(Entries from a point annotation set)
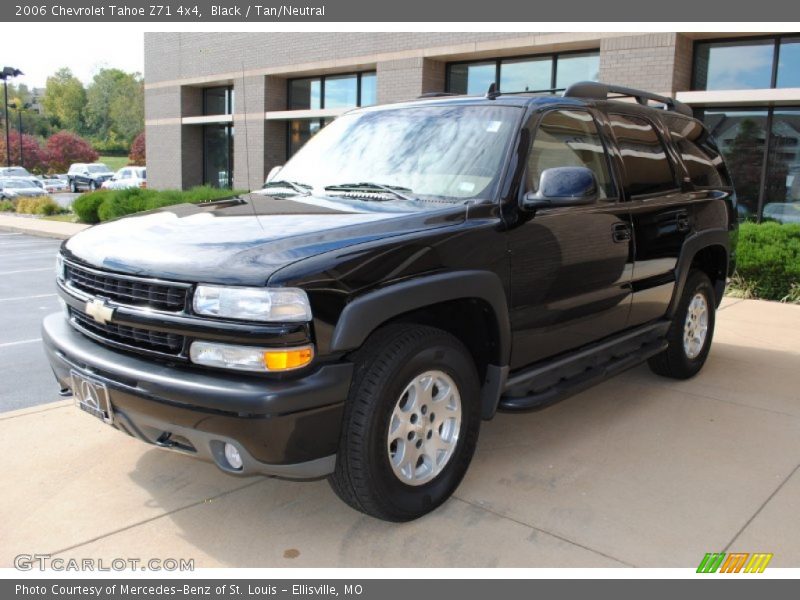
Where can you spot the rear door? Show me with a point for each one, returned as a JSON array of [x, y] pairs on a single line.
[[660, 211], [570, 266]]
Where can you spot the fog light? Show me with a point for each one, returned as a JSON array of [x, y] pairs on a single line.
[[249, 358], [233, 457], [283, 360]]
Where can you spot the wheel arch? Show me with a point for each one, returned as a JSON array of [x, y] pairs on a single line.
[[471, 305]]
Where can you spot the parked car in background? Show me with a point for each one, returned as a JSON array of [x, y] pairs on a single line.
[[83, 176], [127, 177], [21, 186], [782, 212], [54, 185]]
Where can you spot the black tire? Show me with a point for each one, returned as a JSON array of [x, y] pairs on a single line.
[[674, 362], [390, 359]]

> _What to produce_: Write out the material word for word, starting at the line that contains "Where can you spot the parked" and continuing through the last line of the material, with both ends included.

> _Written answer_:
Where can you spot the parked car in background? Show me with a point for each one, returned as a JSON array of [x, y] pairs on a single line.
[[83, 176], [127, 177], [21, 186], [782, 212], [54, 185]]
Where can you spot the black tire? Show me with a point for each one, returned as a JSON array of [x, y] pairs on a single line.
[[674, 362], [390, 359]]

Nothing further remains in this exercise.